Point-based annotation data:
::::

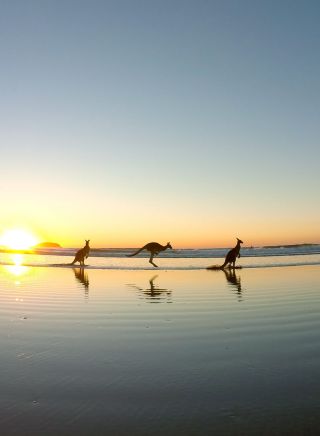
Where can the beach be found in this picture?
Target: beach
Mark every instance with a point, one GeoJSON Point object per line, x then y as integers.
{"type": "Point", "coordinates": [146, 351]}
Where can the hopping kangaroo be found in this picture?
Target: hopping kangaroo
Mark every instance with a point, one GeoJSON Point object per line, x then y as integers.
{"type": "Point", "coordinates": [82, 254]}
{"type": "Point", "coordinates": [232, 255]}
{"type": "Point", "coordinates": [154, 249]}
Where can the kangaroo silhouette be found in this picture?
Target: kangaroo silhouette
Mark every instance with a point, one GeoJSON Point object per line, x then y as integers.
{"type": "Point", "coordinates": [82, 254]}
{"type": "Point", "coordinates": [232, 255]}
{"type": "Point", "coordinates": [154, 248]}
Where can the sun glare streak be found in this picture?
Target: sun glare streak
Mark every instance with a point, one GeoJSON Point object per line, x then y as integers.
{"type": "Point", "coordinates": [17, 269]}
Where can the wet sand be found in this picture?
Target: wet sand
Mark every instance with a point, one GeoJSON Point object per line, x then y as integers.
{"type": "Point", "coordinates": [140, 352]}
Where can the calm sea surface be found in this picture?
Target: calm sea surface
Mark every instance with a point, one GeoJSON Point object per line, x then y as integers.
{"type": "Point", "coordinates": [185, 351]}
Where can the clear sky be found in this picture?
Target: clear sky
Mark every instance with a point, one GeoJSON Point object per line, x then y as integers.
{"type": "Point", "coordinates": [193, 122]}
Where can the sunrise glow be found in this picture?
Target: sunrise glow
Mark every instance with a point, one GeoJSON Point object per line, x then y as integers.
{"type": "Point", "coordinates": [18, 239]}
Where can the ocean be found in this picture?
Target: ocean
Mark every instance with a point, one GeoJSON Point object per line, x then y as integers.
{"type": "Point", "coordinates": [116, 258]}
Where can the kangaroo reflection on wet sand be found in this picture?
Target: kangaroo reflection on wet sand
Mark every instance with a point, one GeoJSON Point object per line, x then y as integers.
{"type": "Point", "coordinates": [82, 276]}
{"type": "Point", "coordinates": [234, 280]}
{"type": "Point", "coordinates": [154, 294]}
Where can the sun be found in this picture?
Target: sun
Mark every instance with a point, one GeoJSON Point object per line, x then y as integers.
{"type": "Point", "coordinates": [18, 239]}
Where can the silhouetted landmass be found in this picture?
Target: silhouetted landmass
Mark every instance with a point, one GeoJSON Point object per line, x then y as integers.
{"type": "Point", "coordinates": [47, 245]}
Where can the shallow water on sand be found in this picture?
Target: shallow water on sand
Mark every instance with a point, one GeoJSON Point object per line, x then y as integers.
{"type": "Point", "coordinates": [140, 352]}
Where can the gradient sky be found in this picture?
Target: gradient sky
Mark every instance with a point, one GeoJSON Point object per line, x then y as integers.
{"type": "Point", "coordinates": [193, 122]}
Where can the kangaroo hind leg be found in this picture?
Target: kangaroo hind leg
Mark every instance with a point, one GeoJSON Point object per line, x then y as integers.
{"type": "Point", "coordinates": [151, 260]}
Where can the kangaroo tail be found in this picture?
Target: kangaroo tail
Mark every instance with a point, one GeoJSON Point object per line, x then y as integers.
{"type": "Point", "coordinates": [136, 252]}
{"type": "Point", "coordinates": [223, 265]}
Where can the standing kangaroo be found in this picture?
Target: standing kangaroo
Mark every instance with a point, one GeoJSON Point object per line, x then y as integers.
{"type": "Point", "coordinates": [82, 254]}
{"type": "Point", "coordinates": [154, 248]}
{"type": "Point", "coordinates": [232, 255]}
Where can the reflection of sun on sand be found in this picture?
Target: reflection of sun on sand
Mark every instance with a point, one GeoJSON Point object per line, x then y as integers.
{"type": "Point", "coordinates": [17, 269]}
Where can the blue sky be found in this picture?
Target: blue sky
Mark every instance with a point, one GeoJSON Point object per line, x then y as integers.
{"type": "Point", "coordinates": [189, 121]}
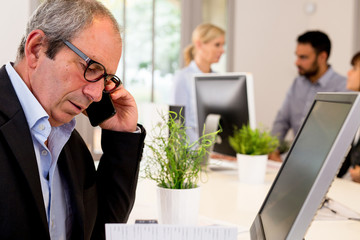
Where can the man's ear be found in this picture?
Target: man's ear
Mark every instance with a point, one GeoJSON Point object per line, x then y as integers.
{"type": "Point", "coordinates": [34, 47]}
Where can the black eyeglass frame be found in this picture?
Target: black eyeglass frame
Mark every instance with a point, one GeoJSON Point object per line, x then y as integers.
{"type": "Point", "coordinates": [107, 77]}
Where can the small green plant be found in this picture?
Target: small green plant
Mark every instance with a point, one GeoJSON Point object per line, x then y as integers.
{"type": "Point", "coordinates": [173, 161]}
{"type": "Point", "coordinates": [252, 141]}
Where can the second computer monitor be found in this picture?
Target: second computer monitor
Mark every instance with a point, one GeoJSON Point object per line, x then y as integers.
{"type": "Point", "coordinates": [229, 95]}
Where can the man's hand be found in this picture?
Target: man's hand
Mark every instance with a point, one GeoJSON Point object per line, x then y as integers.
{"type": "Point", "coordinates": [355, 173]}
{"type": "Point", "coordinates": [126, 117]}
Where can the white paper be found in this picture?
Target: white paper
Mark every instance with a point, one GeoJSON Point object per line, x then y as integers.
{"type": "Point", "coordinates": [168, 232]}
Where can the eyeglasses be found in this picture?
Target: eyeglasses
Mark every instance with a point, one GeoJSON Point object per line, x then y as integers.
{"type": "Point", "coordinates": [95, 71]}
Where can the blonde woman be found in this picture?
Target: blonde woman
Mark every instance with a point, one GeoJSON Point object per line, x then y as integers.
{"type": "Point", "coordinates": [206, 48]}
{"type": "Point", "coordinates": [353, 83]}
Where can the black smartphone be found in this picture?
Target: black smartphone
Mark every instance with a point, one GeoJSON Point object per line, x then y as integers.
{"type": "Point", "coordinates": [100, 111]}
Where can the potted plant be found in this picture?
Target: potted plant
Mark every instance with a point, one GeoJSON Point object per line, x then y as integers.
{"type": "Point", "coordinates": [175, 165]}
{"type": "Point", "coordinates": [252, 147]}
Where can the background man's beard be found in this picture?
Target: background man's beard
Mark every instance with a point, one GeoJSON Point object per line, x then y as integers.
{"type": "Point", "coordinates": [312, 72]}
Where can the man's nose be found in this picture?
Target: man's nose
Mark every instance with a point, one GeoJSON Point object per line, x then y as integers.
{"type": "Point", "coordinates": [94, 90]}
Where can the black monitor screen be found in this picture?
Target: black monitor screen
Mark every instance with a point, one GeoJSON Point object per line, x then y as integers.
{"type": "Point", "coordinates": [226, 95]}
{"type": "Point", "coordinates": [301, 168]}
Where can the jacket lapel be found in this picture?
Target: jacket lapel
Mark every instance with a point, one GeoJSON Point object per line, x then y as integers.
{"type": "Point", "coordinates": [68, 172]}
{"type": "Point", "coordinates": [14, 128]}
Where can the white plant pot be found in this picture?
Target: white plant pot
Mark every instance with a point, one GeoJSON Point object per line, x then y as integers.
{"type": "Point", "coordinates": [251, 168]}
{"type": "Point", "coordinates": [178, 206]}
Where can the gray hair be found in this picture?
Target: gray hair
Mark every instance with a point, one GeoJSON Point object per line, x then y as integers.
{"type": "Point", "coordinates": [63, 20]}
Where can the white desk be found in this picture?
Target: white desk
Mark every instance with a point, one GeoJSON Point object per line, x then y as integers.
{"type": "Point", "coordinates": [225, 199]}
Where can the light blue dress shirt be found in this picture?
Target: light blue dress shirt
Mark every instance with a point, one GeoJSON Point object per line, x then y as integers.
{"type": "Point", "coordinates": [54, 190]}
{"type": "Point", "coordinates": [299, 99]}
{"type": "Point", "coordinates": [184, 94]}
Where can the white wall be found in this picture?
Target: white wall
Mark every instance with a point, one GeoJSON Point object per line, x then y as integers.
{"type": "Point", "coordinates": [265, 42]}
{"type": "Point", "coordinates": [13, 18]}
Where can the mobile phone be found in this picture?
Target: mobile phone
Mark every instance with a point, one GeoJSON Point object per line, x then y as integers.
{"type": "Point", "coordinates": [100, 111]}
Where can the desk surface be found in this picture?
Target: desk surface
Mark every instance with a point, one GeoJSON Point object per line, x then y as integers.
{"type": "Point", "coordinates": [225, 200]}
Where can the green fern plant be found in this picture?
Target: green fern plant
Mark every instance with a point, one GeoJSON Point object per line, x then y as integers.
{"type": "Point", "coordinates": [252, 141]}
{"type": "Point", "coordinates": [173, 161]}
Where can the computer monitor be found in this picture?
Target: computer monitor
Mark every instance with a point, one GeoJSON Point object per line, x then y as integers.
{"type": "Point", "coordinates": [309, 168]}
{"type": "Point", "coordinates": [229, 95]}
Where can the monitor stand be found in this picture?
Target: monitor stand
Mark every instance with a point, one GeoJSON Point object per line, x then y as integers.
{"type": "Point", "coordinates": [211, 125]}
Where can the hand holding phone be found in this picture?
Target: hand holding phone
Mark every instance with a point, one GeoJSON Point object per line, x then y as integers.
{"type": "Point", "coordinates": [101, 111]}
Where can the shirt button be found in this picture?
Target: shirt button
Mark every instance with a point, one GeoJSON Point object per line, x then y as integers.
{"type": "Point", "coordinates": [41, 127]}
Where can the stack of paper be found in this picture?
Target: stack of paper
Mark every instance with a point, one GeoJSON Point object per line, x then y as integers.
{"type": "Point", "coordinates": [168, 232]}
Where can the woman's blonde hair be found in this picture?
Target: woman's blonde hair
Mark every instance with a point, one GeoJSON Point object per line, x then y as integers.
{"type": "Point", "coordinates": [204, 33]}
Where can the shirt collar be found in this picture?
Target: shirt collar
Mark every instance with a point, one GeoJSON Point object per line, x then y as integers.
{"type": "Point", "coordinates": [195, 67]}
{"type": "Point", "coordinates": [325, 78]}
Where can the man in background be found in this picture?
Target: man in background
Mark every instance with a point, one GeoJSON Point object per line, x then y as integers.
{"type": "Point", "coordinates": [315, 75]}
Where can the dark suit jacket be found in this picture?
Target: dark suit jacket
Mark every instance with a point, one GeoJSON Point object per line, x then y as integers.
{"type": "Point", "coordinates": [98, 197]}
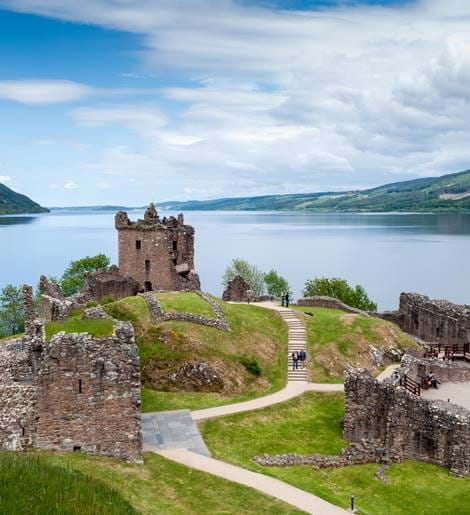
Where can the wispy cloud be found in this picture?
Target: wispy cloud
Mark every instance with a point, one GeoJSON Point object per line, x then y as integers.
{"type": "Point", "coordinates": [285, 100]}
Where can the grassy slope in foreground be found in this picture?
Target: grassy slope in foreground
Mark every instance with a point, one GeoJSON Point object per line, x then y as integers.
{"type": "Point", "coordinates": [256, 334]}
{"type": "Point", "coordinates": [15, 203]}
{"type": "Point", "coordinates": [419, 195]}
{"type": "Point", "coordinates": [336, 338]}
{"type": "Point", "coordinates": [77, 484]}
{"type": "Point", "coordinates": [311, 424]}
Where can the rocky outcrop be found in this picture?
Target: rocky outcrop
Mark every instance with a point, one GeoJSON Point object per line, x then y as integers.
{"type": "Point", "coordinates": [238, 290]}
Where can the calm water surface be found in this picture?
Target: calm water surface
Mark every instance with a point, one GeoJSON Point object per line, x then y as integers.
{"type": "Point", "coordinates": [387, 254]}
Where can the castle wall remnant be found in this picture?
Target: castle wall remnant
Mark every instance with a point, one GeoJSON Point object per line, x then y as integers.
{"type": "Point", "coordinates": [111, 284]}
{"type": "Point", "coordinates": [157, 253]}
{"type": "Point", "coordinates": [432, 320]}
{"type": "Point", "coordinates": [72, 393]}
{"type": "Point", "coordinates": [400, 425]}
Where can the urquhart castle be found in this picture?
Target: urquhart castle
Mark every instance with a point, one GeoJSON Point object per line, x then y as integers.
{"type": "Point", "coordinates": [75, 392]}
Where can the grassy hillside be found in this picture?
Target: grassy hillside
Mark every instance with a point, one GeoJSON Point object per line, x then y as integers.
{"type": "Point", "coordinates": [336, 339]}
{"type": "Point", "coordinates": [15, 203]}
{"type": "Point", "coordinates": [75, 484]}
{"type": "Point", "coordinates": [311, 424]}
{"type": "Point", "coordinates": [449, 193]}
{"type": "Point", "coordinates": [250, 358]}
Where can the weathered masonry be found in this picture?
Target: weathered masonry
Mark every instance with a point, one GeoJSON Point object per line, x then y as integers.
{"type": "Point", "coordinates": [72, 393]}
{"type": "Point", "coordinates": [157, 253]}
{"type": "Point", "coordinates": [432, 320]}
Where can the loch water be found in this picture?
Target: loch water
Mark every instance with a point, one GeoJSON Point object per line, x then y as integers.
{"type": "Point", "coordinates": [386, 253]}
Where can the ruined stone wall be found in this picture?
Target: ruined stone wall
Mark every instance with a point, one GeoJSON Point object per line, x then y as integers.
{"type": "Point", "coordinates": [158, 254]}
{"type": "Point", "coordinates": [445, 371]}
{"type": "Point", "coordinates": [403, 426]}
{"type": "Point", "coordinates": [435, 320]}
{"type": "Point", "coordinates": [17, 399]}
{"type": "Point", "coordinates": [74, 392]}
{"type": "Point", "coordinates": [109, 283]}
{"type": "Point", "coordinates": [88, 395]}
{"type": "Point", "coordinates": [431, 320]}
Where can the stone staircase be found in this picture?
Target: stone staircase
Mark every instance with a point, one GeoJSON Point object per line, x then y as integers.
{"type": "Point", "coordinates": [297, 342]}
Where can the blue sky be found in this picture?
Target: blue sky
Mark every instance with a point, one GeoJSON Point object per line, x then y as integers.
{"type": "Point", "coordinates": [104, 101]}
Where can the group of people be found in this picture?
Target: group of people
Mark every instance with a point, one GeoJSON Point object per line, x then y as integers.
{"type": "Point", "coordinates": [299, 356]}
{"type": "Point", "coordinates": [430, 380]}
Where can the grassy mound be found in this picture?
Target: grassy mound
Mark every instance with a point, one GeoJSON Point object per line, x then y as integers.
{"type": "Point", "coordinates": [250, 358]}
{"type": "Point", "coordinates": [337, 339]}
{"type": "Point", "coordinates": [159, 486]}
{"type": "Point", "coordinates": [184, 302]}
{"type": "Point", "coordinates": [311, 424]}
{"type": "Point", "coordinates": [30, 484]}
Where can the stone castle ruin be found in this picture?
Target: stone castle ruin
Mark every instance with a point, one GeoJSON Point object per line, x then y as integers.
{"type": "Point", "coordinates": [72, 393]}
{"type": "Point", "coordinates": [157, 253]}
{"type": "Point", "coordinates": [432, 320]}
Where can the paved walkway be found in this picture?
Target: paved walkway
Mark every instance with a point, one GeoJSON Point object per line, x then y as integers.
{"type": "Point", "coordinates": [457, 393]}
{"type": "Point", "coordinates": [173, 434]}
{"type": "Point", "coordinates": [172, 430]}
{"type": "Point", "coordinates": [293, 389]}
{"type": "Point", "coordinates": [265, 484]}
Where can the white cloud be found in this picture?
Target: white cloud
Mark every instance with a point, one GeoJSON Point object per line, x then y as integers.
{"type": "Point", "coordinates": [70, 185]}
{"type": "Point", "coordinates": [40, 92]}
{"type": "Point", "coordinates": [287, 101]}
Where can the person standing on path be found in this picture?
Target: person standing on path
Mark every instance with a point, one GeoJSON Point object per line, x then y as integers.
{"type": "Point", "coordinates": [295, 360]}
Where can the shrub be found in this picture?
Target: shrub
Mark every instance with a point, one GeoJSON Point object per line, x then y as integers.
{"type": "Point", "coordinates": [340, 289]}
{"type": "Point", "coordinates": [276, 285]}
{"type": "Point", "coordinates": [250, 273]}
{"type": "Point", "coordinates": [251, 365]}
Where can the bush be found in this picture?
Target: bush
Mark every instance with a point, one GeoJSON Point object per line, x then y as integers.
{"type": "Point", "coordinates": [251, 365]}
{"type": "Point", "coordinates": [11, 311]}
{"type": "Point", "coordinates": [71, 281]}
{"type": "Point", "coordinates": [340, 289]}
{"type": "Point", "coordinates": [276, 285]}
{"type": "Point", "coordinates": [250, 273]}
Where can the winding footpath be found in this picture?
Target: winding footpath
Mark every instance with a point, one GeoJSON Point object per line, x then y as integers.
{"type": "Point", "coordinates": [296, 385]}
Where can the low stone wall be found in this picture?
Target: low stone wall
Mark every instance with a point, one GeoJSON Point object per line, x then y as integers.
{"type": "Point", "coordinates": [156, 310]}
{"type": "Point", "coordinates": [445, 371]}
{"type": "Point", "coordinates": [329, 302]}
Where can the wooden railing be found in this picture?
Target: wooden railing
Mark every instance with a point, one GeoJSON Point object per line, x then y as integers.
{"type": "Point", "coordinates": [456, 350]}
{"type": "Point", "coordinates": [411, 385]}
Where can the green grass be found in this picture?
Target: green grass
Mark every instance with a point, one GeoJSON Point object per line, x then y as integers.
{"type": "Point", "coordinates": [30, 484]}
{"type": "Point", "coordinates": [311, 424]}
{"type": "Point", "coordinates": [336, 338]}
{"type": "Point", "coordinates": [134, 309]}
{"type": "Point", "coordinates": [184, 302]}
{"type": "Point", "coordinates": [97, 328]}
{"type": "Point", "coordinates": [157, 487]}
{"type": "Point", "coordinates": [257, 335]}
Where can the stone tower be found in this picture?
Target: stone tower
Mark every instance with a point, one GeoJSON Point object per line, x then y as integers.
{"type": "Point", "coordinates": [158, 253]}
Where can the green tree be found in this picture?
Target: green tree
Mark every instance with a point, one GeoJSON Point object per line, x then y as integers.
{"type": "Point", "coordinates": [71, 281]}
{"type": "Point", "coordinates": [275, 284]}
{"type": "Point", "coordinates": [250, 273]}
{"type": "Point", "coordinates": [340, 289]}
{"type": "Point", "coordinates": [11, 311]}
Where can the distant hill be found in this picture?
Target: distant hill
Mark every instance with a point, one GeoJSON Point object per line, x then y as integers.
{"type": "Point", "coordinates": [448, 193]}
{"type": "Point", "coordinates": [15, 203]}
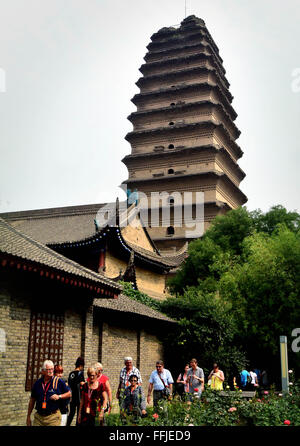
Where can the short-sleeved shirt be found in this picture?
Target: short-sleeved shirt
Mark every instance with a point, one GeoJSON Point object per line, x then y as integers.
{"type": "Point", "coordinates": [157, 382]}
{"type": "Point", "coordinates": [253, 377]}
{"type": "Point", "coordinates": [124, 376]}
{"type": "Point", "coordinates": [92, 399]}
{"type": "Point", "coordinates": [102, 380]}
{"type": "Point", "coordinates": [37, 393]}
{"type": "Point", "coordinates": [74, 380]}
{"type": "Point", "coordinates": [244, 374]}
{"type": "Point", "coordinates": [195, 383]}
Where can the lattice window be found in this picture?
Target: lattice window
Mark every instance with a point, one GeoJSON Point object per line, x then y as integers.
{"type": "Point", "coordinates": [45, 342]}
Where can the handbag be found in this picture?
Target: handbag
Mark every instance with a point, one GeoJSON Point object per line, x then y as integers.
{"type": "Point", "coordinates": [166, 391]}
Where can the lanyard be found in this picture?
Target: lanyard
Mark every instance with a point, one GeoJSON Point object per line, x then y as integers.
{"type": "Point", "coordinates": [46, 388]}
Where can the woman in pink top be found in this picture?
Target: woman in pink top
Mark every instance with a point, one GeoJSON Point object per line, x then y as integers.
{"type": "Point", "coordinates": [183, 387]}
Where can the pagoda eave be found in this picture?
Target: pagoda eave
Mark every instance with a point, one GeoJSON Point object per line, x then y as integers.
{"type": "Point", "coordinates": [173, 109]}
{"type": "Point", "coordinates": [174, 74]}
{"type": "Point", "coordinates": [171, 131]}
{"type": "Point", "coordinates": [181, 88]}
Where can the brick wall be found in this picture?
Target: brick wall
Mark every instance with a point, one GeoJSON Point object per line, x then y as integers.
{"type": "Point", "coordinates": [84, 333]}
{"type": "Point", "coordinates": [15, 320]}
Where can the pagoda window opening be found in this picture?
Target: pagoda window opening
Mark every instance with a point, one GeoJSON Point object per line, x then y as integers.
{"type": "Point", "coordinates": [170, 230]}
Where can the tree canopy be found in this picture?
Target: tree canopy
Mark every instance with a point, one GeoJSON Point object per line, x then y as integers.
{"type": "Point", "coordinates": [250, 262]}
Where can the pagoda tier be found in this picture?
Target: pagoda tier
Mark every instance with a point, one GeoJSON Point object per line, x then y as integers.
{"type": "Point", "coordinates": [189, 112]}
{"type": "Point", "coordinates": [183, 93]}
{"type": "Point", "coordinates": [185, 72]}
{"type": "Point", "coordinates": [184, 135]}
{"type": "Point", "coordinates": [193, 134]}
{"type": "Point", "coordinates": [159, 163]}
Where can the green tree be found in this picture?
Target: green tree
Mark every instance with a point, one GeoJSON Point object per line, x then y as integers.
{"type": "Point", "coordinates": [276, 215]}
{"type": "Point", "coordinates": [206, 330]}
{"type": "Point", "coordinates": [264, 291]}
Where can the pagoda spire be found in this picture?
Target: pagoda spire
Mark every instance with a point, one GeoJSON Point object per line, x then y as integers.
{"type": "Point", "coordinates": [184, 134]}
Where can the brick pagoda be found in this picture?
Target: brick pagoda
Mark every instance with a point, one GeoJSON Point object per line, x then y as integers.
{"type": "Point", "coordinates": [184, 135]}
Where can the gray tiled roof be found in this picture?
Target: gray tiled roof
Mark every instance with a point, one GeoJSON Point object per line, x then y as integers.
{"type": "Point", "coordinates": [126, 304]}
{"type": "Point", "coordinates": [15, 243]}
{"type": "Point", "coordinates": [56, 225]}
{"type": "Point", "coordinates": [72, 224]}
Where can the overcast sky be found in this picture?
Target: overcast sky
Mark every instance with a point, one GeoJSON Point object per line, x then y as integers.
{"type": "Point", "coordinates": [67, 74]}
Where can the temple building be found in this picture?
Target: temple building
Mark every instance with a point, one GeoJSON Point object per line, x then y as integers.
{"type": "Point", "coordinates": [184, 135]}
{"type": "Point", "coordinates": [61, 273]}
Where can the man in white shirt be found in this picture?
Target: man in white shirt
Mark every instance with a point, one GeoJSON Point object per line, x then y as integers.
{"type": "Point", "coordinates": [161, 382]}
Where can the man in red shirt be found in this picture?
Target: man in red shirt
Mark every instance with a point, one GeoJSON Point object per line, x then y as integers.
{"type": "Point", "coordinates": [104, 380]}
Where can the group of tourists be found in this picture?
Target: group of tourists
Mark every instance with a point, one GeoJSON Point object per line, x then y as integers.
{"type": "Point", "coordinates": [190, 383]}
{"type": "Point", "coordinates": [57, 401]}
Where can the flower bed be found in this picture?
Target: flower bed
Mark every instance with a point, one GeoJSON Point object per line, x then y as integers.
{"type": "Point", "coordinates": [267, 408]}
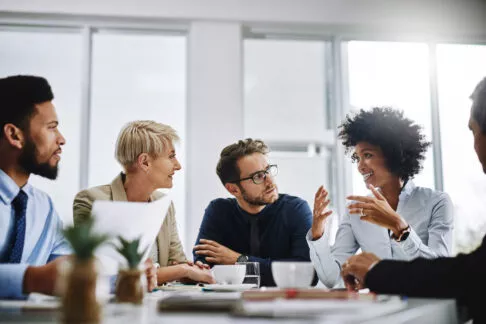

::::

Your instructions: Pull out every line of the material above that contains the string "masonry", treating uppercase and lowercase letters as different.

Correct response:
Where can the weathered masonry be found in this picture?
Target: weathered masonry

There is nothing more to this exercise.